## Your instructions
Each entry should be returned exactly as written, with no pictures carried over.

━━━ Records supplied ━━━

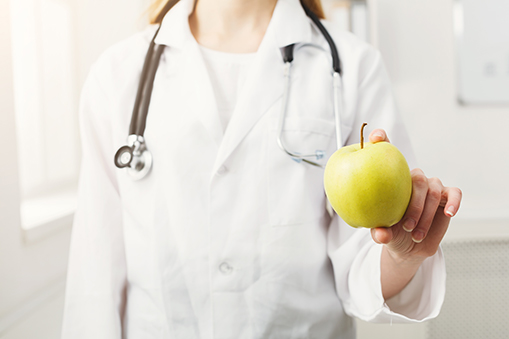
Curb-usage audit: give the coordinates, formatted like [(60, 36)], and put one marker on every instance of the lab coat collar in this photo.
[(290, 24), (175, 31)]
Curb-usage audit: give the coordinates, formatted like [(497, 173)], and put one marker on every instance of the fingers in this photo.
[(434, 194), (378, 135), (452, 197), (417, 201)]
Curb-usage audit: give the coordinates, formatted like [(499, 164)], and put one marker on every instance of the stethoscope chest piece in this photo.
[(134, 157)]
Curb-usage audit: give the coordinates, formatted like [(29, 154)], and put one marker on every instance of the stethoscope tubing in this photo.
[(140, 159)]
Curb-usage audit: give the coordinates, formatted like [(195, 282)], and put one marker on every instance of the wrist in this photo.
[(404, 260)]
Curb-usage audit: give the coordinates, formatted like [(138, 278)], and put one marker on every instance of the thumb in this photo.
[(382, 235)]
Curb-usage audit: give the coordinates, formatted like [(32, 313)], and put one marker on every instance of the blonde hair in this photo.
[(159, 8)]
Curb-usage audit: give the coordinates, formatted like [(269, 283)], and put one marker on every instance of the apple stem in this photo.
[(362, 135)]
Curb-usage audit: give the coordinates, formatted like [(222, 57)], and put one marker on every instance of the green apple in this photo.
[(368, 185)]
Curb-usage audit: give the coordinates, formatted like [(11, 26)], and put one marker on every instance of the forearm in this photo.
[(396, 273)]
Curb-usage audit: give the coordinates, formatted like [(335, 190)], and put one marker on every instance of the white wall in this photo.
[(31, 273), (462, 145)]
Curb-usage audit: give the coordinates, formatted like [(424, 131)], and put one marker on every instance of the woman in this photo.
[(228, 237)]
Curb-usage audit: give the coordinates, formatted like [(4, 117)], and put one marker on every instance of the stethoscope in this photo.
[(137, 159)]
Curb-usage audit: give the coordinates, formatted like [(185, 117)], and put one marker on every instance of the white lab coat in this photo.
[(228, 237)]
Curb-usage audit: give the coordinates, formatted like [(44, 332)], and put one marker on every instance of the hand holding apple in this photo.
[(419, 233), (368, 185)]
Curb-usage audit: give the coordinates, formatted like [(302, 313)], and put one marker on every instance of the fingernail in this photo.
[(418, 236), (409, 225), (450, 211)]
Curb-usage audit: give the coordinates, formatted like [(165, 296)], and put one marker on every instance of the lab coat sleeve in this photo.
[(96, 277), (355, 256)]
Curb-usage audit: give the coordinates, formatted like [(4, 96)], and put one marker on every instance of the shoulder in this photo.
[(122, 62), (358, 58)]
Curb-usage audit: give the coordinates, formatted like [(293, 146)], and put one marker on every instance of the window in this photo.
[(45, 91)]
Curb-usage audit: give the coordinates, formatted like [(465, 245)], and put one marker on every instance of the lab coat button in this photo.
[(222, 170), (225, 268)]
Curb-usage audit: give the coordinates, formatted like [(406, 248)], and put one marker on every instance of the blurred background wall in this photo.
[(463, 145)]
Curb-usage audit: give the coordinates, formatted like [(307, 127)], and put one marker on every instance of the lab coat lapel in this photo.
[(190, 70), (201, 97), (265, 80), (263, 86)]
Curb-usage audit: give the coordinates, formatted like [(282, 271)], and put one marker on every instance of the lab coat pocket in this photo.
[(295, 188)]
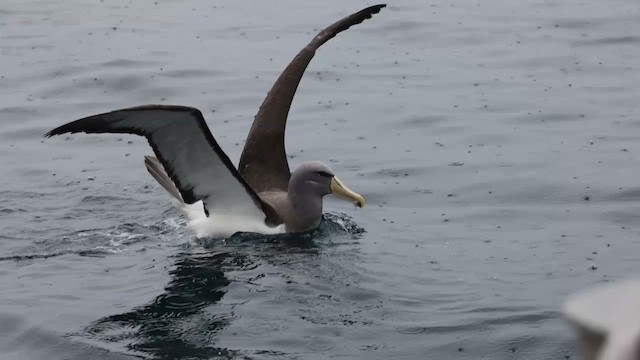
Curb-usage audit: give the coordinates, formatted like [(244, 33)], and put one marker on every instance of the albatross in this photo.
[(262, 195)]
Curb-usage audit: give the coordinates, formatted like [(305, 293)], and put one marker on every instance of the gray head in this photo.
[(317, 179)]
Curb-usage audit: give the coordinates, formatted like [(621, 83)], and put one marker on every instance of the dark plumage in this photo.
[(263, 195)]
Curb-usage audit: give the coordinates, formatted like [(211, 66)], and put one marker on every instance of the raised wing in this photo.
[(194, 161), (263, 163)]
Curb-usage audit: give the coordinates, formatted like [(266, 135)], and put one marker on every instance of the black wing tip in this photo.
[(370, 11), (97, 124), (66, 128)]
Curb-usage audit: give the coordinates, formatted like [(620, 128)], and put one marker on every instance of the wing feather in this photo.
[(194, 161), (263, 163)]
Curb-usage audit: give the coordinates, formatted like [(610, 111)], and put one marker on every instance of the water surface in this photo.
[(495, 142)]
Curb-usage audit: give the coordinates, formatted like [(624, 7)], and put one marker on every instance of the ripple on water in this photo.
[(320, 344)]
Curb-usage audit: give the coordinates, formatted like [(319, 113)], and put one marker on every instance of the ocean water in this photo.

━━━

## Reply to the exercise
Curb-usage audit: give the coordinates, formatted like [(60, 36)], and put one marker on every instance of the lab coat collar in this photo.
[(290, 24), (175, 31)]
Curb-usage audit: give the coordinates, formatted like [(497, 173)], and put one marker on every instance of the fingers in this photo.
[(434, 194), (378, 135), (452, 197), (417, 201)]
Curb-usage audit: give the coordinates, formatted like [(499, 164)], and put one marker on every instance of the stethoscope chest piece in this photo.
[(134, 157)]
Curb-usage audit: give the coordinates, formatted like [(29, 154)], and put one marker on every instance of the stethoscope tubing in this photo.
[(140, 159)]
Curb-usage audit: give the coordinates, formatted like [(195, 282)], and put one marker on every instance of the wrist in this photo.
[(404, 260)]
Curb-usage audit: give the coordinates, formatted like [(138, 278)], and put one marker on every instance of the thumb in this photo.
[(382, 235)]
Curb-usage audit: give the coordinates, formatted like [(32, 313)], and put one marker on every instance of the blonde hair in this photo.
[(159, 8)]
Curb-usage audit: give the coordinates, formatted like [(269, 283)], and put one marker on every instance of the apple stem in this photo.
[(362, 135)]
Curb-usage audit: give the coordinates, formatted like [(222, 57)], and put one marker on every instance of the green apple in this photo.
[(368, 185)]
Curb-usage audit: give the coordinates, formatted like [(11, 26)], and put one marker on every instance of the forearm in this photo.
[(396, 273)]
Curb-usage audit: give the coordinates, formatted like [(335, 190)], and put one marker on every instance of the white wall in this photo.
[(31, 273), (462, 145)]
Curb-usage audit: give the coordinates, formatted like [(424, 131)], and put one marker on every instance of the woman in this photo.
[(228, 237)]
Curb-usage audit: give the coordinates, formatted like [(4, 117)], and put one marker on every instance of the stethoscope in this photo.
[(137, 159)]
Curb-usage audit: give the coordinates, formatted like [(185, 117)], and put one marker on every instance of the white lab coat in this photo.
[(228, 237)]
Curb-usage audit: give the coordinates, formatted like [(44, 332)], and put one marker on every instance of the hand holding apple in this photo.
[(419, 233), (368, 185)]
Curb-usage audit: give the coordinates, formatted like [(302, 313)], and put one marker on every instance of the fingernail in this photo.
[(418, 236), (409, 225), (450, 211)]
Curb-usage audit: give the coordinates, formatted like [(165, 296)], and put one marker on every instance of the lab coat sleeve in this photo.
[(96, 277), (355, 256)]
Curb-usage audit: give the coordinates, formatted like [(4, 96)], and put one marker on every instance of the shoulder in this photo.
[(122, 62), (358, 58)]
Curb-usage audit: give the coordinates, formatted like [(293, 146)], and put one marker on every instance of the window in this photo.
[(45, 91)]
Curb-usage audit: give the coordinates, formatted like [(465, 245)], and put one marker on every instance of the lab coat button in this photo.
[(222, 170), (225, 268)]
Curb-usage audit: give the coordinates, formatted like [(406, 248)], and put one marker on every instance of the blurred background wall in this photo.
[(463, 145)]
Curb-usage audit: give the coordinates, formatted like [(307, 127)], and put one marker on every instance of the lab coat lapel in this photo.
[(190, 70), (201, 97), (265, 80), (263, 86)]
Curb-usage audit: give the coordinates, formatted like [(282, 271)], and put one marker on every instance of the lab coat pocket in this photo.
[(295, 188)]
Curb-usage audit: give the coordinates, formatted like [(244, 33)], and put one marker on every instance of the albatross in this photo.
[(262, 195)]
Curb-usage audit: give the coordinates, formatted like [(305, 293)], and put one marker on every instance of the gray head in this photo.
[(317, 179)]
Curb-usage audit: give the coordinates, formatted like [(621, 83)], and put one marker on every instance of the dark plumage in this photo.
[(263, 195)]
Curb-usage audit: give the coordinates, formatted like [(211, 66)], and put one marker on every instance of the raised wing in this photo.
[(194, 161), (263, 163)]
Curb-usage audit: give the coordinates, formatted like [(266, 135)], and put one marker on every instance of the black wing tip in this photo.
[(370, 11), (97, 124), (66, 128)]
Curb-usage audit: give the coordinates, formatted like [(620, 128)], and put one marker on every instance of the wing feather in this photo.
[(194, 161), (263, 163)]
Curb-usage audit: give the coordinates, formatted like [(610, 111)], and put one marker on every instance of the water surface in this photo.
[(495, 142)]
Curb-usage audit: give the coordinates, formatted like [(624, 7)], and put one marker on every instance of the ripple on water in this photo.
[(320, 344)]
Curb-usage audit: give the coordinates, formatted like [(319, 113)], and put one marker on every instance of the ocean water in this photo.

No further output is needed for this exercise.